Work request — Run through the data and copy out every line that mentions the word "large".

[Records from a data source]
-=-=-
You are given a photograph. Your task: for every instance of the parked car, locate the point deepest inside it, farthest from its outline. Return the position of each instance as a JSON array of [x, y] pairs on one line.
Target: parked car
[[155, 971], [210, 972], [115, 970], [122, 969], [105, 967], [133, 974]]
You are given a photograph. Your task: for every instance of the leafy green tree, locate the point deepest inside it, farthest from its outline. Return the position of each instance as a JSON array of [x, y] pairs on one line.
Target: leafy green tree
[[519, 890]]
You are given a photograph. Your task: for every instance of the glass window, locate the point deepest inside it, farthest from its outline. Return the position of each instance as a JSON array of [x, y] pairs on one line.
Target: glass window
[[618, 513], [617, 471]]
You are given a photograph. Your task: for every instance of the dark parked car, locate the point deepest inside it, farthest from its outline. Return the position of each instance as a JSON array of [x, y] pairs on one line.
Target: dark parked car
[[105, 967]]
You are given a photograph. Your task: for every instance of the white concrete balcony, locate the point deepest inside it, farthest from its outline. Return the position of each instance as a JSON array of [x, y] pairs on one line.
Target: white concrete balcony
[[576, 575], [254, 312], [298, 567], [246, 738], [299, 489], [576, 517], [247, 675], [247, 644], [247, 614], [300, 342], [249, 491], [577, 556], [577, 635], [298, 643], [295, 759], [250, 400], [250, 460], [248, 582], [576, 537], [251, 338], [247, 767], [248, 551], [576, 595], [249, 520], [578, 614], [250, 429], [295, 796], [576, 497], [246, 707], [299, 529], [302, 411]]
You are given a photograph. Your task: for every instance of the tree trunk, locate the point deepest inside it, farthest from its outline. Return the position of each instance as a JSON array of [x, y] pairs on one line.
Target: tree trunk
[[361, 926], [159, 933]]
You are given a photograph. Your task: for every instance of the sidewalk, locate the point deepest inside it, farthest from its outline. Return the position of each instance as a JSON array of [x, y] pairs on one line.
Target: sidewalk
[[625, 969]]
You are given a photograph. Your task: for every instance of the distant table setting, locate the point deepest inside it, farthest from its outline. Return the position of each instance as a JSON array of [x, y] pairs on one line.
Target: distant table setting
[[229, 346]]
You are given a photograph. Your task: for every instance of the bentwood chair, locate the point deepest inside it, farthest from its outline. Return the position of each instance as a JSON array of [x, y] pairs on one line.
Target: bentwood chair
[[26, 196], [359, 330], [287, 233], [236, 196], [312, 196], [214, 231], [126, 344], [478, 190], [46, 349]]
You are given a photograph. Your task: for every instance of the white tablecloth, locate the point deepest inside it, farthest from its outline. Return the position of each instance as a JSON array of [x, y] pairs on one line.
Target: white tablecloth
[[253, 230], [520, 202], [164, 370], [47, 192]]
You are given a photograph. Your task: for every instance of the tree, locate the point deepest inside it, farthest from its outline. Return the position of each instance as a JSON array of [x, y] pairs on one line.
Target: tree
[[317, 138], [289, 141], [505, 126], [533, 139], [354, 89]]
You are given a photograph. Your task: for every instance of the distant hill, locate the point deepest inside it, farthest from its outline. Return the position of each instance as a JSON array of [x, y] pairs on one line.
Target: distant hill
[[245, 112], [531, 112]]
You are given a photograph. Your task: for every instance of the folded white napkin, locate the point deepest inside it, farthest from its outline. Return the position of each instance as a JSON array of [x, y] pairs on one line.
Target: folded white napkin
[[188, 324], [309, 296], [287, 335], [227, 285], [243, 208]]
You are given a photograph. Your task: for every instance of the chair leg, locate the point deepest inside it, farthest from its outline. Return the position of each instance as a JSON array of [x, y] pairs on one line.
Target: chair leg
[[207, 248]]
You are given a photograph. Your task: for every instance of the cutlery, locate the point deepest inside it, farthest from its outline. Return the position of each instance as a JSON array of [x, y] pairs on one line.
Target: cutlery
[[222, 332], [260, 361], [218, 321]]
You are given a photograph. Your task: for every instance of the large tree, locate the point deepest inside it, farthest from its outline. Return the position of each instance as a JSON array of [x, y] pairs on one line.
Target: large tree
-=-=-
Solved problem —
You are given a photograph. Your task: for every instance of the large tree, locate the point deepest inside it, farthest from its outline. Return the position of each instance as a JSON array of [x, y] pairs on one line.
Target: large tree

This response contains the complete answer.